RECORD EXTRACTS

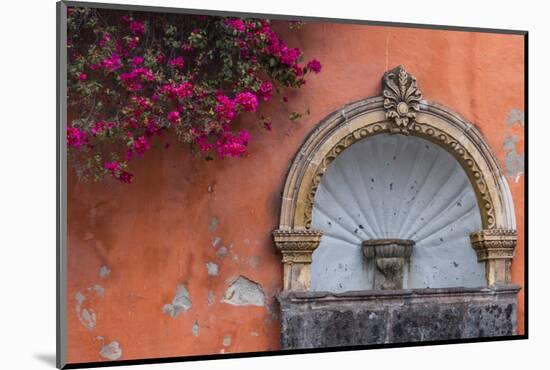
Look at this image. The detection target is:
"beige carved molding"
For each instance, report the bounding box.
[278,67,516,290]
[382,66,422,135]
[273,230,323,290]
[470,229,517,285]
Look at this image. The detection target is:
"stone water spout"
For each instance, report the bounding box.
[362,239,415,289]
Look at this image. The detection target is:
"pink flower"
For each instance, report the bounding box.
[216,130,250,159]
[307,59,321,73]
[67,127,88,148]
[258,81,273,101]
[215,94,236,122]
[101,53,121,72]
[90,121,105,136]
[167,110,180,124]
[126,36,139,49]
[168,57,185,69]
[99,33,111,47]
[132,57,143,67]
[225,18,246,32]
[281,46,300,66]
[133,136,151,157]
[235,91,258,112]
[177,82,193,99]
[130,21,145,36]
[103,161,120,171]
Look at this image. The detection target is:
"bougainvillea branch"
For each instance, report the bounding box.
[67,8,321,183]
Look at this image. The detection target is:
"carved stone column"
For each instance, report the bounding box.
[470,229,517,285]
[273,230,323,291]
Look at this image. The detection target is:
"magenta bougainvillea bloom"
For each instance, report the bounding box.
[235,91,258,112]
[225,18,246,32]
[168,110,180,123]
[258,81,273,101]
[67,127,88,148]
[307,59,321,73]
[216,130,250,159]
[130,21,145,36]
[168,57,185,68]
[132,57,143,67]
[101,53,121,72]
[67,7,321,183]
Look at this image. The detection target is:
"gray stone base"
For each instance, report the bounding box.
[278,285,520,349]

THE TASK
Starting at the first of the lines above and ending at the line that contains "[362,239,415,289]", write those lines out again, requests included. Multiply each bounding box coordinate in the answers by 0.75 and round to whole numbers, with halves rounded up. Leave out the pictures.

RESPONSE TO THIS TASK
Look at this image. The detection target is:
"beige carved molding"
For each instance, report the bounding box.
[209,50,387,218]
[287,50,317,101]
[205,173,242,218]
[353,172,388,214]
Look at this image. The detection target is:
"stone water spout"
For each instance, report the bounding box.
[272,179,311,217]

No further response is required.